▸ **REQUIRED TASK**: Reproduce everything in the records below, from the line containing "Pick out each instance of the jlg logo" down to the line containing "(1148, 411)", with both of those lines included and nothing else changed.

▸ **GIVEN ENTRIES**:
■ ■ ■
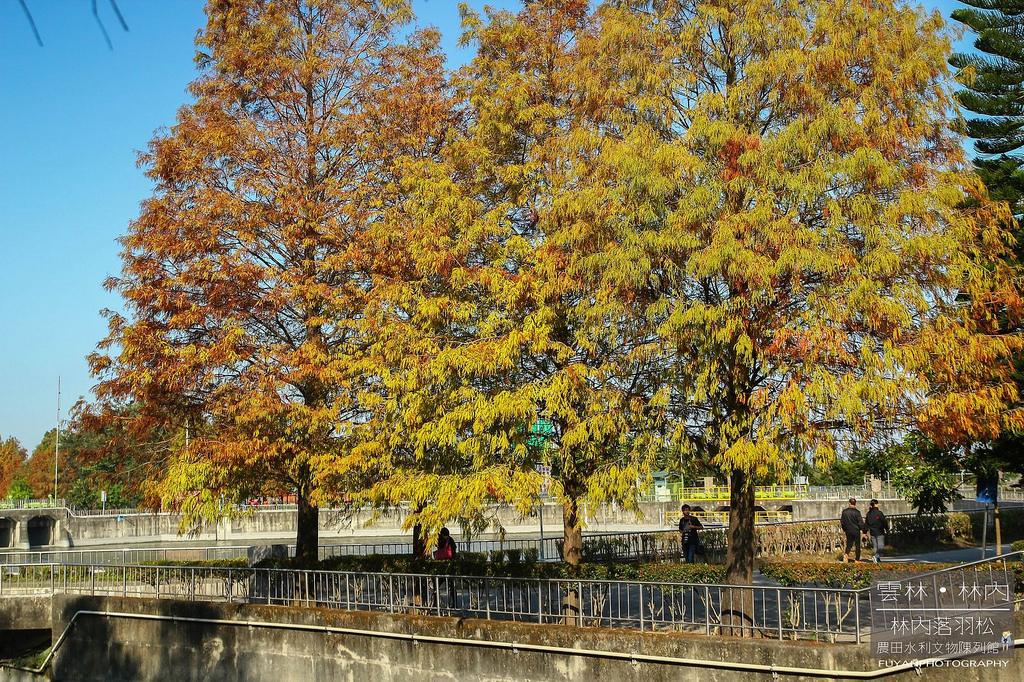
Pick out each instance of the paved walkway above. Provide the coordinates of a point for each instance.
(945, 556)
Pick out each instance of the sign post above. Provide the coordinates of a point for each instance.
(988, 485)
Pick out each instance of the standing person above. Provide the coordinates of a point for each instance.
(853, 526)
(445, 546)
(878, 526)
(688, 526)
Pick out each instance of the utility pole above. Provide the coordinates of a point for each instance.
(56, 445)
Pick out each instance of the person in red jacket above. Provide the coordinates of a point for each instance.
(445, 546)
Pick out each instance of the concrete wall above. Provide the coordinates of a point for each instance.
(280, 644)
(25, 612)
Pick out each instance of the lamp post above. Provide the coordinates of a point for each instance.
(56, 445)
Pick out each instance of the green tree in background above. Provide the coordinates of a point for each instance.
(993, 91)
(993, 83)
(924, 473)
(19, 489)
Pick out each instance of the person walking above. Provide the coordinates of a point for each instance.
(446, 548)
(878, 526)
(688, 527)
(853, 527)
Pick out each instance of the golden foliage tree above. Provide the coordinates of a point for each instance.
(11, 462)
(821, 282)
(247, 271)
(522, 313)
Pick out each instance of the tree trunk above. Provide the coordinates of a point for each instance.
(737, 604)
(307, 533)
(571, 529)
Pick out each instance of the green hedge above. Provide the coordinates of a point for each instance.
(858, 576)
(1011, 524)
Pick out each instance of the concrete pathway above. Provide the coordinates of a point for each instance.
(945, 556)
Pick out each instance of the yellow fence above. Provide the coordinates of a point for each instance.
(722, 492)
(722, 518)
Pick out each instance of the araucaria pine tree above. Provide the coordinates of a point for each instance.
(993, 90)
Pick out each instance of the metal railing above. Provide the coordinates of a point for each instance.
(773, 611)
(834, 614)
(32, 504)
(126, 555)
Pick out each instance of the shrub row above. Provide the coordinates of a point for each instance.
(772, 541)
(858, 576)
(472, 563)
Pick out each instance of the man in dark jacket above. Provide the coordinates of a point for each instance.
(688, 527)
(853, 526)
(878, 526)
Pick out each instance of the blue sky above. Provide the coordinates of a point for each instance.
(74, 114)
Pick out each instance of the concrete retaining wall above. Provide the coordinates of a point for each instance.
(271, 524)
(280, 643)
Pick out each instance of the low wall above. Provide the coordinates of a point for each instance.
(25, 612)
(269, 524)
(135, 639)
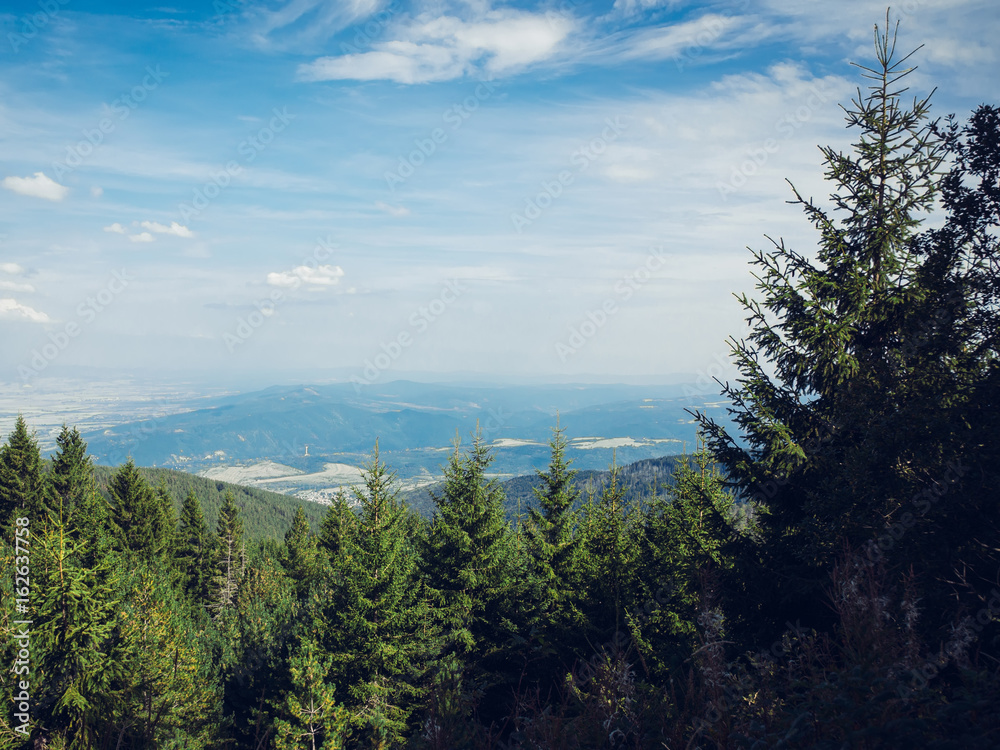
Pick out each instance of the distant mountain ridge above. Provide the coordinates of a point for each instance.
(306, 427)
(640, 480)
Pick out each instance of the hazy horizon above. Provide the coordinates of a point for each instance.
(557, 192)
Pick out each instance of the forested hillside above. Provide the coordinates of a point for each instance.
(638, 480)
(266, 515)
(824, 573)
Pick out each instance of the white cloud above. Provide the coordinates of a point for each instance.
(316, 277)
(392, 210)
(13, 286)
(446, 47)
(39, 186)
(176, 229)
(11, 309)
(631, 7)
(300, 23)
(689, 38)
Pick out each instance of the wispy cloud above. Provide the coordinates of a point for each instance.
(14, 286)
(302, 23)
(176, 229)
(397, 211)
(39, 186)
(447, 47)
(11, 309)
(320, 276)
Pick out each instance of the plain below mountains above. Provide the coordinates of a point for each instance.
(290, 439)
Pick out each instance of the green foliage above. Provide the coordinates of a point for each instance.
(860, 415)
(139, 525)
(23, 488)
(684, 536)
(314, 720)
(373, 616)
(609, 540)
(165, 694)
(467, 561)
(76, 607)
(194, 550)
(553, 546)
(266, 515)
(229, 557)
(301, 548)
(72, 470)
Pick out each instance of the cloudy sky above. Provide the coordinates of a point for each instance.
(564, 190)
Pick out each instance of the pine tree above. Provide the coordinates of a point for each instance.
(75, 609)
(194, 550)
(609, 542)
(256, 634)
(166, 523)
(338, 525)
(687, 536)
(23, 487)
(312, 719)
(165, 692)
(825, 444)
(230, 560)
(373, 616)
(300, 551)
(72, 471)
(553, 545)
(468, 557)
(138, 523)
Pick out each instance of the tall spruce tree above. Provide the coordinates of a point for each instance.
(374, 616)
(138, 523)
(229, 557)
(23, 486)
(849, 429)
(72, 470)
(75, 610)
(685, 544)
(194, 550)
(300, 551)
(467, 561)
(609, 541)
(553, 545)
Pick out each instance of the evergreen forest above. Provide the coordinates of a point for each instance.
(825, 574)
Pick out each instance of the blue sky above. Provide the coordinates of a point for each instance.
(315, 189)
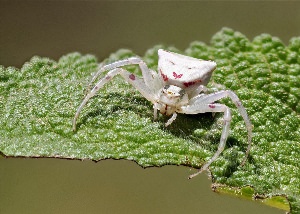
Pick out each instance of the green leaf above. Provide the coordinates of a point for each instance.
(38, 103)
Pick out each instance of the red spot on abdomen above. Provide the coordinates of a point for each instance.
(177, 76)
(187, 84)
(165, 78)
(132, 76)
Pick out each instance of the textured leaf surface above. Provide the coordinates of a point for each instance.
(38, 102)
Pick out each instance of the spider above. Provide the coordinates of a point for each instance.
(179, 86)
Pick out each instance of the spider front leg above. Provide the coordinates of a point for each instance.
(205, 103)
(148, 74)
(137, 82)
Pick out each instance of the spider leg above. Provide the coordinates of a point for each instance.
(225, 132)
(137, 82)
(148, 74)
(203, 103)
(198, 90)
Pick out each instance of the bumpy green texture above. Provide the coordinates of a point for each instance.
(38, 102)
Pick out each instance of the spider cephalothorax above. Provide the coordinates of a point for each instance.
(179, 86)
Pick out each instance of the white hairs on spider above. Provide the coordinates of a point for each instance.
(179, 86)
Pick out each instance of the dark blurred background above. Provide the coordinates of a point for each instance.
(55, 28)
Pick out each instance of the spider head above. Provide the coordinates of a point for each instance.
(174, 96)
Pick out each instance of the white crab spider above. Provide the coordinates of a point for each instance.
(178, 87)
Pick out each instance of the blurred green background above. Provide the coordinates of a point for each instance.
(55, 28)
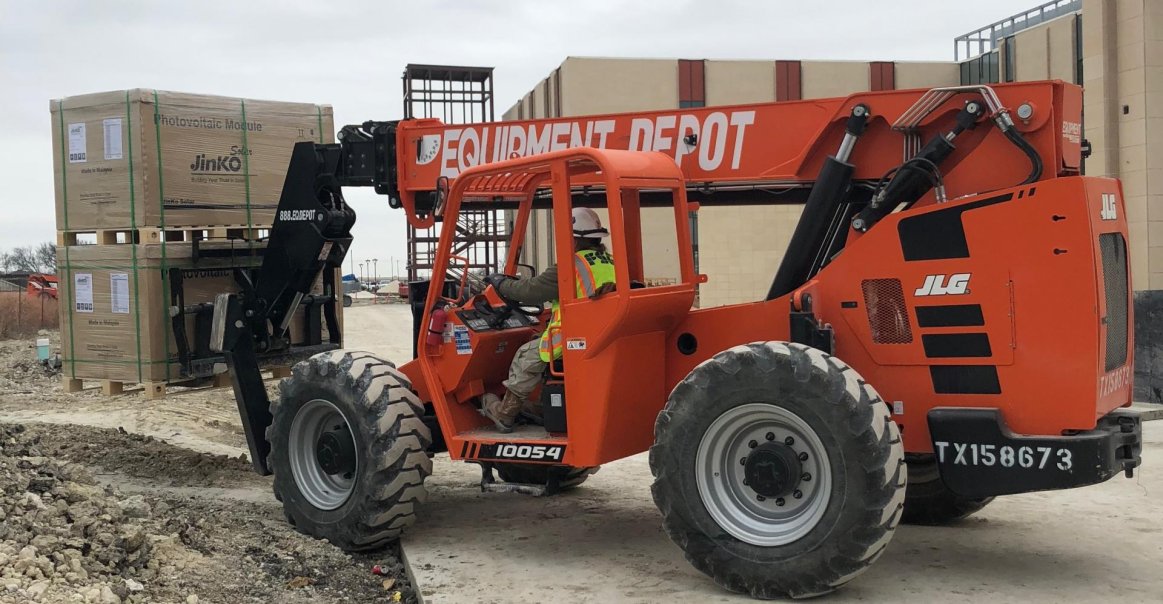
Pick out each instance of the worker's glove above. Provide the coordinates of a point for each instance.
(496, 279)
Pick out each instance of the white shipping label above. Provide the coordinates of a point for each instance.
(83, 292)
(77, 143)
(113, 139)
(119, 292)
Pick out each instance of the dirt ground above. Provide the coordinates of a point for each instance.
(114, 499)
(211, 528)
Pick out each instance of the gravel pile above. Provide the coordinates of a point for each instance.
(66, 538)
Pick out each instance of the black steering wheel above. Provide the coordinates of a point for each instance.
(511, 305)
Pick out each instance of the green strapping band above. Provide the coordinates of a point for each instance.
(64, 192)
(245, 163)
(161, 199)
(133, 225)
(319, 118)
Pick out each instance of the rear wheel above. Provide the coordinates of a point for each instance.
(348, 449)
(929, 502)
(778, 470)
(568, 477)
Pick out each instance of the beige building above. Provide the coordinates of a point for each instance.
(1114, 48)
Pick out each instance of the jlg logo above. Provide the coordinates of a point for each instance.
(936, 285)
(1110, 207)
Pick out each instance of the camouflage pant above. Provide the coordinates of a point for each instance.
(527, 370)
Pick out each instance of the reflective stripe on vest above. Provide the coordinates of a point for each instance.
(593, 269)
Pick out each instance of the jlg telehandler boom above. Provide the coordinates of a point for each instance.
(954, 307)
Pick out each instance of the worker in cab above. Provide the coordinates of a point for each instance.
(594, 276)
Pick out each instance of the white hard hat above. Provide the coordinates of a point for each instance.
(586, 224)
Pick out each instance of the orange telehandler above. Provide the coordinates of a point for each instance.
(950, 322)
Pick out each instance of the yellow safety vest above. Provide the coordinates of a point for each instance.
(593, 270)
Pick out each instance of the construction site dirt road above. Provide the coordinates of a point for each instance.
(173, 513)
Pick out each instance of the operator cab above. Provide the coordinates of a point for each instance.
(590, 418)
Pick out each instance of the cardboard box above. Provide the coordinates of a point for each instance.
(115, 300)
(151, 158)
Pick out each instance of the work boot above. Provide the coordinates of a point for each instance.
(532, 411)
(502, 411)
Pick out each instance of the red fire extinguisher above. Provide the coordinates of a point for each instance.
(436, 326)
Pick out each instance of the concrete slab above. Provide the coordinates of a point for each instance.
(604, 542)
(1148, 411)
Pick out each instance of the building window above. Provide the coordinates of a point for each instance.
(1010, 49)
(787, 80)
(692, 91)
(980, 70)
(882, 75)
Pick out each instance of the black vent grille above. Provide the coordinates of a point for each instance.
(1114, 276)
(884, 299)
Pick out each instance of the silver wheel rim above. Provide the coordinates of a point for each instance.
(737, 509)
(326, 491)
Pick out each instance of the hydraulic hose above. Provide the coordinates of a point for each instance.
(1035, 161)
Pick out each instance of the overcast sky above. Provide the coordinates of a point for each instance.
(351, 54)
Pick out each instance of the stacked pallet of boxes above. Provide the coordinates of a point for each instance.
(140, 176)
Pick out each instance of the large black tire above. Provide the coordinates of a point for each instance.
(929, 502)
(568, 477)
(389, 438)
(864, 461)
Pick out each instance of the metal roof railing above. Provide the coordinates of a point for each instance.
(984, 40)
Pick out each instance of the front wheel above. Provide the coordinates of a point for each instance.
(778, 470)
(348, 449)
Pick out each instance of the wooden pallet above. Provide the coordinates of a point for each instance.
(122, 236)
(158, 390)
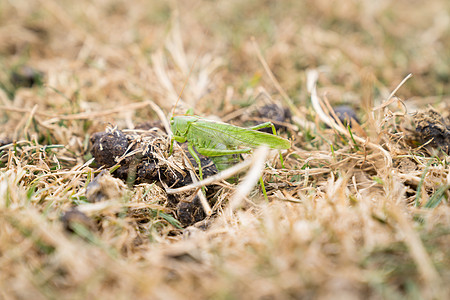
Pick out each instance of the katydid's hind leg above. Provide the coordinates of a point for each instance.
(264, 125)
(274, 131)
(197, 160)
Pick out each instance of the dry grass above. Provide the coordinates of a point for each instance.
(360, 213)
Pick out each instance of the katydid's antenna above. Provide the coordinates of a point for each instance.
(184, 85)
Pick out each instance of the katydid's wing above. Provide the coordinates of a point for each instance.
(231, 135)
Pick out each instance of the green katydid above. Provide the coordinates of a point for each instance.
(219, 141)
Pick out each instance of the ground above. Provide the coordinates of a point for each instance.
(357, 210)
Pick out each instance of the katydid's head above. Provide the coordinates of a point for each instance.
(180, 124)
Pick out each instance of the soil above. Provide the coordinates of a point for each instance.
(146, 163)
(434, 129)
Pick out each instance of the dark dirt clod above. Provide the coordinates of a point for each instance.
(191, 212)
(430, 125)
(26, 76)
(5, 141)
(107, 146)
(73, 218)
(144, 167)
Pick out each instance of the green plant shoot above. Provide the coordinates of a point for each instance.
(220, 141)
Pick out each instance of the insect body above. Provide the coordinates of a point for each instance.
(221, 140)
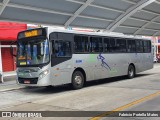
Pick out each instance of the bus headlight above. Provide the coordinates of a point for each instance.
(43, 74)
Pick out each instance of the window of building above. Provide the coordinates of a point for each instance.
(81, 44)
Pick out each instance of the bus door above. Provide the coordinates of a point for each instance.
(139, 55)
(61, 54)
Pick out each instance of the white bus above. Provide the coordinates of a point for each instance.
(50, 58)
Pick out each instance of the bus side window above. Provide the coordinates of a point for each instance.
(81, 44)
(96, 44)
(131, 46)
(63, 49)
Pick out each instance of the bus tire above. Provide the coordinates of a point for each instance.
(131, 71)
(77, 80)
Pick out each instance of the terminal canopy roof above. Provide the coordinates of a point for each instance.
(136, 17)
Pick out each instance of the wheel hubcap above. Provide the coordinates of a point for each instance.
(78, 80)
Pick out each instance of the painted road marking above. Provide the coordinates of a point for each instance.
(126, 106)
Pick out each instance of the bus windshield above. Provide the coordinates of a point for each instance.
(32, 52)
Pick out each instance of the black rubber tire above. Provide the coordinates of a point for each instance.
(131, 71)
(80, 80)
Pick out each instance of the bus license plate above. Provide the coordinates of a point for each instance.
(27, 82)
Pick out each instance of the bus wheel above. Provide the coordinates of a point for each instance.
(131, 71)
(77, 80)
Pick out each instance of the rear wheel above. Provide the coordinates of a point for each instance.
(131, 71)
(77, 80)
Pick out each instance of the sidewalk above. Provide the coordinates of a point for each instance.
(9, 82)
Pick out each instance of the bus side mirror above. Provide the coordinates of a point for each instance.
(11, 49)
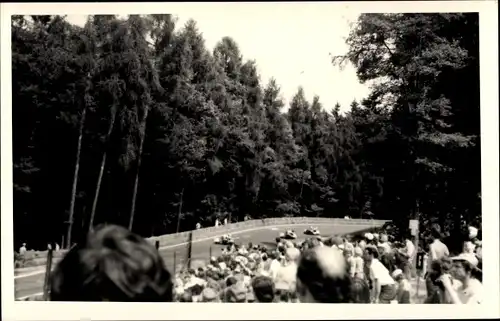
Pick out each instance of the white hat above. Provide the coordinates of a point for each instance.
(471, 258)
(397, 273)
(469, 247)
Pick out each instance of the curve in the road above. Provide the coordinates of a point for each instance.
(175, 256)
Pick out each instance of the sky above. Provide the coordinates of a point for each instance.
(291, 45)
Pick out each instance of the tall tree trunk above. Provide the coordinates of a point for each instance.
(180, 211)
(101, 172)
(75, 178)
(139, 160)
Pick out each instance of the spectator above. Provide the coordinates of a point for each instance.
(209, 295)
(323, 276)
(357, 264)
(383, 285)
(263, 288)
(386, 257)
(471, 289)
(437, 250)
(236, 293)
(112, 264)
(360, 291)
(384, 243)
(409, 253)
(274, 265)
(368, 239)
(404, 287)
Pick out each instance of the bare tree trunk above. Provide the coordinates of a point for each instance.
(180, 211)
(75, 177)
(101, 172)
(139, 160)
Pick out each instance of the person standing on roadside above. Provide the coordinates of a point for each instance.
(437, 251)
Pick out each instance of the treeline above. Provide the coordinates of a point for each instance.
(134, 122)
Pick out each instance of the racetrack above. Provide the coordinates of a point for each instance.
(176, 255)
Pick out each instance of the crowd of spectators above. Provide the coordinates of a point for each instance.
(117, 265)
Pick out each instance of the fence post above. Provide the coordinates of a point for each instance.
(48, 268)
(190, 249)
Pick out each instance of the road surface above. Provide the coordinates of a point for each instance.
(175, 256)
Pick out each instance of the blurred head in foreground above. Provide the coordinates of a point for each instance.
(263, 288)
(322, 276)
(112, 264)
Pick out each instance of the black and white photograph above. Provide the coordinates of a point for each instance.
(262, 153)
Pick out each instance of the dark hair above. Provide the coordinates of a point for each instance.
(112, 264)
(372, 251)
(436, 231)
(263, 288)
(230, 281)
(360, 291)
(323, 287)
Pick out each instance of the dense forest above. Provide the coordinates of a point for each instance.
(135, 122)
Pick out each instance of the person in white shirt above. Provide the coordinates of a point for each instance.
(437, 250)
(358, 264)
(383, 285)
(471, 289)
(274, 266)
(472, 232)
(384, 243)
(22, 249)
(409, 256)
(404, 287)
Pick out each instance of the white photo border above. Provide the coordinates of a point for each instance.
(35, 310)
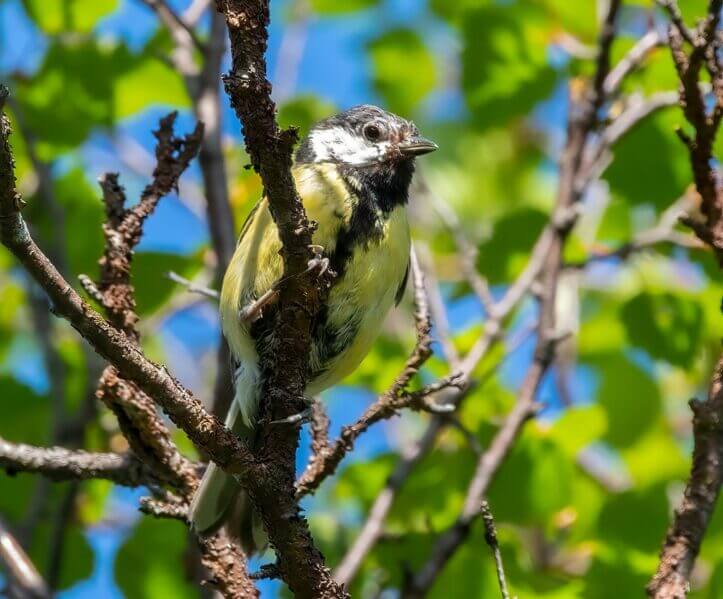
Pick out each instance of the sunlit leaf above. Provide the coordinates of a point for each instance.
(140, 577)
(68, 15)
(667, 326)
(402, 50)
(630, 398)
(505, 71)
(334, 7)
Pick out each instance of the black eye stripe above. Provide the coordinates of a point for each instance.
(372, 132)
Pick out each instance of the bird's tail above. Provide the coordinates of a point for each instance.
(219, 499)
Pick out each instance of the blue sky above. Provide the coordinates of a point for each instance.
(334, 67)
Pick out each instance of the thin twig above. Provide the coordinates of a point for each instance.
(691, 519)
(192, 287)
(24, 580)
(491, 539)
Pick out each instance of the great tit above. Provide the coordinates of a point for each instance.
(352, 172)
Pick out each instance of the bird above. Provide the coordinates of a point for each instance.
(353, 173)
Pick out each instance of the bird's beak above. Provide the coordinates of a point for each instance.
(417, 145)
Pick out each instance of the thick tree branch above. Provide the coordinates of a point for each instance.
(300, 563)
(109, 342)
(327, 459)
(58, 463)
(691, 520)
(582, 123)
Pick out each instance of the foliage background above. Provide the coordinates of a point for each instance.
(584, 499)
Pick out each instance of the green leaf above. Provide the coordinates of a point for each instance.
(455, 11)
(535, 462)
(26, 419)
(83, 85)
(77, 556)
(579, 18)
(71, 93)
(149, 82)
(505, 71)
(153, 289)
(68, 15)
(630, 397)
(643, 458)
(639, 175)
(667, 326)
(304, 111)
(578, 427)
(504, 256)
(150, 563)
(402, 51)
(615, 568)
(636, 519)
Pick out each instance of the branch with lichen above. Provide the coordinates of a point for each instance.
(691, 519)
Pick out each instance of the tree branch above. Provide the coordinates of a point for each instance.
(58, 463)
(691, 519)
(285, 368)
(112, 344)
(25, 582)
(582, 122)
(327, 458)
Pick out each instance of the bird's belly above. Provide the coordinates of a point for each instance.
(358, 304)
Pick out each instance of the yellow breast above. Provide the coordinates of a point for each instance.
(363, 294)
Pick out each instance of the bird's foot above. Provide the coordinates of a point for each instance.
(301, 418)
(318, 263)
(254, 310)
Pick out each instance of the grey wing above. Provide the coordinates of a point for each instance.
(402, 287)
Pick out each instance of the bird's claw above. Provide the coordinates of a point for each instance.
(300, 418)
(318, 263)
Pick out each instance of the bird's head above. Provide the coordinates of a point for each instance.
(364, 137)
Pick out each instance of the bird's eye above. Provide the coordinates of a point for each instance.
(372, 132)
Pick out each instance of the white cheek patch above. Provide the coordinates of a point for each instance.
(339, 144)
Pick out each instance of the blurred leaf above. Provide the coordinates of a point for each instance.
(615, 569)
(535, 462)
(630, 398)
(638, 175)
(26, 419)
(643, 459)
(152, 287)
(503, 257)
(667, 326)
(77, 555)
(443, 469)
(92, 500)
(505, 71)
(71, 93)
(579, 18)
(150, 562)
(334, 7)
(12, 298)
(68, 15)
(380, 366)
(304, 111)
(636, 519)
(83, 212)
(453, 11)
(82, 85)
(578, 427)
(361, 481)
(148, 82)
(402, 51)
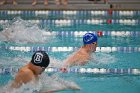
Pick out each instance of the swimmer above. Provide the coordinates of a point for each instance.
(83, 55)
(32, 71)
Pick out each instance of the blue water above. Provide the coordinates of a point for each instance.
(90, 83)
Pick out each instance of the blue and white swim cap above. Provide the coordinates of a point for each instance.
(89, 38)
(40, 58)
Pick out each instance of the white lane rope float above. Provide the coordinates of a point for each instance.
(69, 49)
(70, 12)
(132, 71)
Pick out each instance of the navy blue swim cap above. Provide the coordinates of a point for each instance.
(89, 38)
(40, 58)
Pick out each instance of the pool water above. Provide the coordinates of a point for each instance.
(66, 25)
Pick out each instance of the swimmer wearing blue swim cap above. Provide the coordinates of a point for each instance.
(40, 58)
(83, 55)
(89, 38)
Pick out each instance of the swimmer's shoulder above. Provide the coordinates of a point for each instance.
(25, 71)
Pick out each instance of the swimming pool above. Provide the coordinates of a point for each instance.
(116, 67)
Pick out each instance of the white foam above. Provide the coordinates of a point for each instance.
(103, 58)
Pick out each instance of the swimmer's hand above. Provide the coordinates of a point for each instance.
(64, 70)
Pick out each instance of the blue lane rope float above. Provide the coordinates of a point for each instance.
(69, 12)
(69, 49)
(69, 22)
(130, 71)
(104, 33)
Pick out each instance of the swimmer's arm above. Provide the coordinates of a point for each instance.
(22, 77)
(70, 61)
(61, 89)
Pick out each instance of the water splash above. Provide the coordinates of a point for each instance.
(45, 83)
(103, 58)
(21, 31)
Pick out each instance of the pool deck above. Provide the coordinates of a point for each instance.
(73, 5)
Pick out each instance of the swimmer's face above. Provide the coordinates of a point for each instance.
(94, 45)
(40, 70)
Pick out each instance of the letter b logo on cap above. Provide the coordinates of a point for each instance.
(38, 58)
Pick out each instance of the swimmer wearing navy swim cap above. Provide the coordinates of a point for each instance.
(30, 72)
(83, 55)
■ ■ ■
▸ **OUTPUT FOR THIS EXERCISE**:
Pick out each instance of the jlg logo above. Provide the coordinates of a point for each instance.
(936, 285)
(1110, 207)
Pick out each instance of the camouflage pant above. Provide the coordinates of a point for each instance.
(527, 370)
Pick out each instance of the reflective stripe on vest above. Provide the coordinates of a point for each instance.
(593, 269)
Pick out each instance of the jlg telehandler boom above. Provide the coordinates of a point for each instance.
(954, 307)
Pick out each instance of the worker in cab above. Provide the coordinates of a point for each instance.
(594, 276)
Pick out each instance of the white hard hat above. Provide the coordinates of a point for each instance.
(586, 224)
Pick out each instance of the orange telehandler above. Provide the coordinates of a point for each instance.
(950, 322)
Pick out each instance of the yellow safety vest above. Provide the coordinates of a point for each instance.
(593, 270)
Pick out each instance of the construction site dirt road above. Provide the coordinates of a point for each instance.
(173, 513)
Pick out each instance of the operator cab above. Provide the coordinates of a point for each instance.
(590, 418)
Pick out each instance of the cardboard box above. Provide the coordinates of a point for each instance.
(115, 300)
(151, 158)
Pick out each instance of the work boot above. Provide the coordinates of a point for each instance.
(532, 411)
(502, 411)
Pick out each instance of the red fire extinguisher above. Provide the coordinates of a point for each instance.
(436, 326)
Pick out each instance of the concrete slab above. Provide the coordinates of a point for each instance.
(604, 542)
(1148, 411)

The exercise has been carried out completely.